### TASK
Work through the data and report how many lines include the string "nightstand", giving the number alone.

◆ ◆ ◆ ◆ ◆ ◆ ◆

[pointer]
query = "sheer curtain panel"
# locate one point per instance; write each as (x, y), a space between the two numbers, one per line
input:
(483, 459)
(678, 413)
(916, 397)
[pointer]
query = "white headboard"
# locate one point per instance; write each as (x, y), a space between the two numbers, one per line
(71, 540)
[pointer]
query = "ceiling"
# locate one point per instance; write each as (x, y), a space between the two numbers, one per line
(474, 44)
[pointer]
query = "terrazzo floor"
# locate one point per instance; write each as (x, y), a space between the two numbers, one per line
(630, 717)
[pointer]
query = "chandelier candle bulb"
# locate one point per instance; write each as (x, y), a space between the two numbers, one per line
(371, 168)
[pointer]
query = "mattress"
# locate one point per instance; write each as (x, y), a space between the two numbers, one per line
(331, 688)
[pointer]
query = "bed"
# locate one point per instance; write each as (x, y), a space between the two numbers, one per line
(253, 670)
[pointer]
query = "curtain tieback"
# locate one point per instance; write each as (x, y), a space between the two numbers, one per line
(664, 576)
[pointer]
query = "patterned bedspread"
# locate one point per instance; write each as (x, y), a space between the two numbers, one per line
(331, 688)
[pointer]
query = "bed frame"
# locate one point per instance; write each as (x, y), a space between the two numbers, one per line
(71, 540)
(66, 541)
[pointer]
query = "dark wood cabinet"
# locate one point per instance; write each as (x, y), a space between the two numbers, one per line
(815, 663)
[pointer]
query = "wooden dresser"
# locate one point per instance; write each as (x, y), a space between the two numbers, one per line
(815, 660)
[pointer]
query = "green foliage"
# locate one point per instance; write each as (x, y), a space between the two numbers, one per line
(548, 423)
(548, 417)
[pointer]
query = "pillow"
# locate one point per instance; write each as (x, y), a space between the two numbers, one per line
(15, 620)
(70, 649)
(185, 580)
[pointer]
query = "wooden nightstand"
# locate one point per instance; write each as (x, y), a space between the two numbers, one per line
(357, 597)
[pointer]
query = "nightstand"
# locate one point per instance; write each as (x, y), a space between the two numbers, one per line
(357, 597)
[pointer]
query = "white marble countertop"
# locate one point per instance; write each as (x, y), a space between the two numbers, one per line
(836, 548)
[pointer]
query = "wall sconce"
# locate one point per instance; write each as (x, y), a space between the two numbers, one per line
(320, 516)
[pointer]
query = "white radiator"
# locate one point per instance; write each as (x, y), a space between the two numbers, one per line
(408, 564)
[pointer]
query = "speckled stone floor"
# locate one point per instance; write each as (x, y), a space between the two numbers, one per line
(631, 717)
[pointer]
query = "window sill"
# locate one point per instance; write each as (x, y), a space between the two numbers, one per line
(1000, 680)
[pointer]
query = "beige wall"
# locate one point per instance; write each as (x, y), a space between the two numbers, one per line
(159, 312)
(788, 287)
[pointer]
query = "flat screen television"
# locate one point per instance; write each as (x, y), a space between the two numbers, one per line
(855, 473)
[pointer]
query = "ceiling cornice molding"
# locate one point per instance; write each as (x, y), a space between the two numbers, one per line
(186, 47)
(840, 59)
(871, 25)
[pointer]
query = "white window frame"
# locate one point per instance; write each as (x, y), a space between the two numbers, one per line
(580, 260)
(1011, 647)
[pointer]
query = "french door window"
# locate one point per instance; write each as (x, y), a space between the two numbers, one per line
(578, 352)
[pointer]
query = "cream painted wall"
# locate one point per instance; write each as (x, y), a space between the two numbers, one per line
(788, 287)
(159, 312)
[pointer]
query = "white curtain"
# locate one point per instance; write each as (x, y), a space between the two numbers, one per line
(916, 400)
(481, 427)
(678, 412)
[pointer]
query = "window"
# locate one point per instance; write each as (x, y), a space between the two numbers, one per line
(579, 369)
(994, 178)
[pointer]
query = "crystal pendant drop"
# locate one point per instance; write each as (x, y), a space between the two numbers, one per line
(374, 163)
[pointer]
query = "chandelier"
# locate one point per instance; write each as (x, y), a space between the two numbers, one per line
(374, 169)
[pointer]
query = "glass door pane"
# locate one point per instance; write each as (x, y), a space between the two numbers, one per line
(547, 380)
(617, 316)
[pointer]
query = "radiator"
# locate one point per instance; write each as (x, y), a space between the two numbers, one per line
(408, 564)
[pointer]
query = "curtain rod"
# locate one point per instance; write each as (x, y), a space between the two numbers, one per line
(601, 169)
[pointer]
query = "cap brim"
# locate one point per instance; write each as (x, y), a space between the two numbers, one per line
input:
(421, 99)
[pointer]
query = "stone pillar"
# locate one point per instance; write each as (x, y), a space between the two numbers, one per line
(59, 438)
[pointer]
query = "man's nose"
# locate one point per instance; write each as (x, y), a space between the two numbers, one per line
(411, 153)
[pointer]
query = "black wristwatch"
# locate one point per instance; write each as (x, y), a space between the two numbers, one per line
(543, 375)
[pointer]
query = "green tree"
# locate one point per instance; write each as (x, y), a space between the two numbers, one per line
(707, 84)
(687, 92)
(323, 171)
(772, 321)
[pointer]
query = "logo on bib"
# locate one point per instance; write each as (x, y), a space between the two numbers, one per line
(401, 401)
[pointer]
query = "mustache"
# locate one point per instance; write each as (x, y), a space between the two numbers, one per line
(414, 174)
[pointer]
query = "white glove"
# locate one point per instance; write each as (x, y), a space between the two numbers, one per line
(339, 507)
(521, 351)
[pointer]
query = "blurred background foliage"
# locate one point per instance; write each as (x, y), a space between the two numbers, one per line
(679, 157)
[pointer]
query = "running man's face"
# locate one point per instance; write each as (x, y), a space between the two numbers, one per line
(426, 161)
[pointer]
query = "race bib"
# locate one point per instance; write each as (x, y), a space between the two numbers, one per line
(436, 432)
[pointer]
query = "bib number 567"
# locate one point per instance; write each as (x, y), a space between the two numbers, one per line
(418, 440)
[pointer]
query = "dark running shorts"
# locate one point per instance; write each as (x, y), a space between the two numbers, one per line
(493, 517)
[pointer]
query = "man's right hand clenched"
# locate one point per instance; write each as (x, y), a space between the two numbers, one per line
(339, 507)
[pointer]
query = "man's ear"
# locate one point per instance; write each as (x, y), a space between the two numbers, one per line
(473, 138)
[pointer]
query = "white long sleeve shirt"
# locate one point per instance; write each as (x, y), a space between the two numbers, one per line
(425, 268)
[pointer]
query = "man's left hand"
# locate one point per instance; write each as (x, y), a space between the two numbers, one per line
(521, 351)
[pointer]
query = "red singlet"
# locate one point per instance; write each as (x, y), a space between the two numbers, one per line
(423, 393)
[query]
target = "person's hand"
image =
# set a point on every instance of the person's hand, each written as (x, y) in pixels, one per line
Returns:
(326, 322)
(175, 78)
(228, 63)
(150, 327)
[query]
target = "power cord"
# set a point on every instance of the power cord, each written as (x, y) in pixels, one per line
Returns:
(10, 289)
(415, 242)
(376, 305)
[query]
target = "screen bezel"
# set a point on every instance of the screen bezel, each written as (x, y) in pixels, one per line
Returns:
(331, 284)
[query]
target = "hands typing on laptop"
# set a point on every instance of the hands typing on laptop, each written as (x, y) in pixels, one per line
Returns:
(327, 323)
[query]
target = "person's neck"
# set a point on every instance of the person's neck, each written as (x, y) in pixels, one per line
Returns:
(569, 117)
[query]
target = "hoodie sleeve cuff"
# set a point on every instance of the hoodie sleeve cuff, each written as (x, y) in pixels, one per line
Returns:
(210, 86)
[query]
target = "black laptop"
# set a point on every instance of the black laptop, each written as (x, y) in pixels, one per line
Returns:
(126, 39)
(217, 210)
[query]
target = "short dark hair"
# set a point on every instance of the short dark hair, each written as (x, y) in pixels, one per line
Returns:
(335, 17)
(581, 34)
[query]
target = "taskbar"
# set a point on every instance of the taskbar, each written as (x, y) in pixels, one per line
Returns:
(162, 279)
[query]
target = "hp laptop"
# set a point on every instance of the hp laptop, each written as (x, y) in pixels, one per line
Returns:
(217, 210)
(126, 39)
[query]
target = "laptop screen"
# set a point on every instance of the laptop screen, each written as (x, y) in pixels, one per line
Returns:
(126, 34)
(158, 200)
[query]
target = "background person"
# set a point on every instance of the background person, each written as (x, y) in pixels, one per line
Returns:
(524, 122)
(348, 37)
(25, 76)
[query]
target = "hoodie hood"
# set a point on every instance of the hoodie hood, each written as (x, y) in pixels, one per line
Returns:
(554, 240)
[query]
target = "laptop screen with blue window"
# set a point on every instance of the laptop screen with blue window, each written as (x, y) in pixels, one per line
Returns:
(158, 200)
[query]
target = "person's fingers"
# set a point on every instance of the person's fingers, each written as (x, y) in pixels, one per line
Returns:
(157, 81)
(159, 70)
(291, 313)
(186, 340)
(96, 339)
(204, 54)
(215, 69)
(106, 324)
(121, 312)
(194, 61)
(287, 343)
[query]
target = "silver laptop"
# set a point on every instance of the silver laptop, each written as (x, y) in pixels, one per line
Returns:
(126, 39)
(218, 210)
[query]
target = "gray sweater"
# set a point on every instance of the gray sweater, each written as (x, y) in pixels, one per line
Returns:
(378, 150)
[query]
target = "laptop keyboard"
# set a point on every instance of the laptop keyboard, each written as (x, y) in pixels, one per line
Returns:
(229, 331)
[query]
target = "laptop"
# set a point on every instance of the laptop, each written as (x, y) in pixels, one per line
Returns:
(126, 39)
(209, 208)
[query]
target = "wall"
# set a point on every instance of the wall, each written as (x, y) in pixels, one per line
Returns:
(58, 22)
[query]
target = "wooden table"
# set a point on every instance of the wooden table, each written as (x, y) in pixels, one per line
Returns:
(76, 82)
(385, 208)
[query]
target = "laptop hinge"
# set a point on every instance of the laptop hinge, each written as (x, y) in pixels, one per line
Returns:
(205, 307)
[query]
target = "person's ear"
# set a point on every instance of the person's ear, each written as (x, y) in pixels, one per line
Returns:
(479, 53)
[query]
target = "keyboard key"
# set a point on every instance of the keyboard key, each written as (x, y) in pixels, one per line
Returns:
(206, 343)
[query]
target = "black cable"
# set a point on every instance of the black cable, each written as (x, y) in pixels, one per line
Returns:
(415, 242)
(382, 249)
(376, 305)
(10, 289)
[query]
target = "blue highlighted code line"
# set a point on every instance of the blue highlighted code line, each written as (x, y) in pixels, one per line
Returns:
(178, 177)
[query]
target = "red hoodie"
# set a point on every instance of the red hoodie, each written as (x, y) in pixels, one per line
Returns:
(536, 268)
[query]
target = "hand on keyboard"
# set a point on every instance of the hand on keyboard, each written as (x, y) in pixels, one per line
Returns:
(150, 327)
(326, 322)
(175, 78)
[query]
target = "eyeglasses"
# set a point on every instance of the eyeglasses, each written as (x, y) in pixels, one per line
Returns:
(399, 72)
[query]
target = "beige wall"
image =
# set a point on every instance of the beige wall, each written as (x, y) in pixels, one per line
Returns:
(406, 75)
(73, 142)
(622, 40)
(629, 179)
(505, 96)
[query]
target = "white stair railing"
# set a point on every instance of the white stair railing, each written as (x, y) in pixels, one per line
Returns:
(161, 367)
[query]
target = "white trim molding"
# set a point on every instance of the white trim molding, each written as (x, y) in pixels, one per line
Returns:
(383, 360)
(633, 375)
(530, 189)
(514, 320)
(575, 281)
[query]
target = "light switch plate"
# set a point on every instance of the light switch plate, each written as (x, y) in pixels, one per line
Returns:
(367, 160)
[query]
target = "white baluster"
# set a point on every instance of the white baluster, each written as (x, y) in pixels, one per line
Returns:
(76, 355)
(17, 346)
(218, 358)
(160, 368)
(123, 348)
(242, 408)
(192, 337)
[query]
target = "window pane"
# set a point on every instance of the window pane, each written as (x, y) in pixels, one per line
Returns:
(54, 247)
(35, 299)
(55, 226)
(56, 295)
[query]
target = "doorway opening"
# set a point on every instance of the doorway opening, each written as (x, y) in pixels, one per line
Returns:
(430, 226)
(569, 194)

◆ ◆ ◆ ◆ ◆ ◆ ◆

### WORKED SOLUTION
2